===== TEXTE FOURNI =====

Par courrier du 21 avril 2017, une convocation a été adressée à la société afin d’être auditionnée par les services de la CNIL. Cette convocation était accompagnée de plusieurs demandes dont une visait à obtenir de la société l’ensemble des données transmises pour un échantillon de mille personnes situées sur le territoire français . Au cours de l’audition qui s’est déroulée dans les locaux de la CNIL le 14 juin 2017, la société a précisé que le seul moyen mis à disposition des utilisateurs de l’application pour s’opposer à la transmission de leurs données à Y, dans le cadre des deux premières finalités, consistait en la suppression de leur compte.

A l’issue de l’audition, la délégation a demandé à la société de lui transmettre la liste exhaustive et précise des données communiquées à Y et lui a de nouveau demandé de lui fournir un échantillon des données transmises à Y ainsi que les documents encadrant la relation contractuelle entre la société et Y.

=====

ÉNONCÉ ÉCRIT 1:
Répondez à ces questions sur le texte fourni :
(a) À quelle date le courrier de convocation a-t-il été adressé à la société ?
(b) Où et quand l'audition s'est-elle déroulée ?
(c) D'après la société, quel était le seul moyen offert aux utilisateurs pour s'opposer à la transmission de leurs données à Y ?

===== ENREGISTREMENTS FOURNIS =====

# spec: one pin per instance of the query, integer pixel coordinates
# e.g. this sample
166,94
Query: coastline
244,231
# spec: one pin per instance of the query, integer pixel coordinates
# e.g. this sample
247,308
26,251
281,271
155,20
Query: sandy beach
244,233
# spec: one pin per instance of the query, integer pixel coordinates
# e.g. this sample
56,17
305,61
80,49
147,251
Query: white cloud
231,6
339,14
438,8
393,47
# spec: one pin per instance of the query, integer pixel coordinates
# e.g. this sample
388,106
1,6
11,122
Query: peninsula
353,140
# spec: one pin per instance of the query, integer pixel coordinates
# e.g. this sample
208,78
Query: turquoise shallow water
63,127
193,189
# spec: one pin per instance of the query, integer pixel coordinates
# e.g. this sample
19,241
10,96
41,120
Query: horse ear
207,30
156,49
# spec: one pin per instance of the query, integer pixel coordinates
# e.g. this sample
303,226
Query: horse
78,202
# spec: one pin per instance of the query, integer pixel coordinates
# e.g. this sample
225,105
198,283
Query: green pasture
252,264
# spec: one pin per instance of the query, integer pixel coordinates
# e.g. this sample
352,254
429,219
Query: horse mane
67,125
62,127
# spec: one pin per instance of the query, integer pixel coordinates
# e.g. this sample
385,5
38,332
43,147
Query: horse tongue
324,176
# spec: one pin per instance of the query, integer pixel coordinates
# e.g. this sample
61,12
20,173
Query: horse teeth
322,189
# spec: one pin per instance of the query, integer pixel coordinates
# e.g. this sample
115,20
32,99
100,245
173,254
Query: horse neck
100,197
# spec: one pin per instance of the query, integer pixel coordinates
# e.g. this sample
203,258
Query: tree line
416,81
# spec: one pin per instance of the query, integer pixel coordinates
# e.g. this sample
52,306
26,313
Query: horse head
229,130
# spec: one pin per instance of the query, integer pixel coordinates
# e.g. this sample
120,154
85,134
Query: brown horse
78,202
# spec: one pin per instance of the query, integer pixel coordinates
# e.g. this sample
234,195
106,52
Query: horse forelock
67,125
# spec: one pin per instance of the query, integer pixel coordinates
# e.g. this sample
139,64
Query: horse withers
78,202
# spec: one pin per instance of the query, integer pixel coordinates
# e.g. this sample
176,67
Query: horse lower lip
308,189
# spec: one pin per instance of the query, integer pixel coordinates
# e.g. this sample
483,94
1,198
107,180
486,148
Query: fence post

=====

ÉNONCÉ ÉCRIT 2: Recueillez chaque ligne des enregistrements où figure la chaîne « horse ».

SOLUTION RÉDIGÉE 1:
(a) Le 21 avril 2017.
(b) Dans les locaux de la CNIL, le 14 juin 2017.
(c) La suppression de leur compte.

SOLUTION RÉDIGÉE 2:
Query: horse ear
Query: horse
Query: horse mane
Query: horse tongue
Query: horse teeth
Query: horse neck
Query: horse head
Query: brown horse
Query: horse forelock
Query: horse withers
Query: horse lower lip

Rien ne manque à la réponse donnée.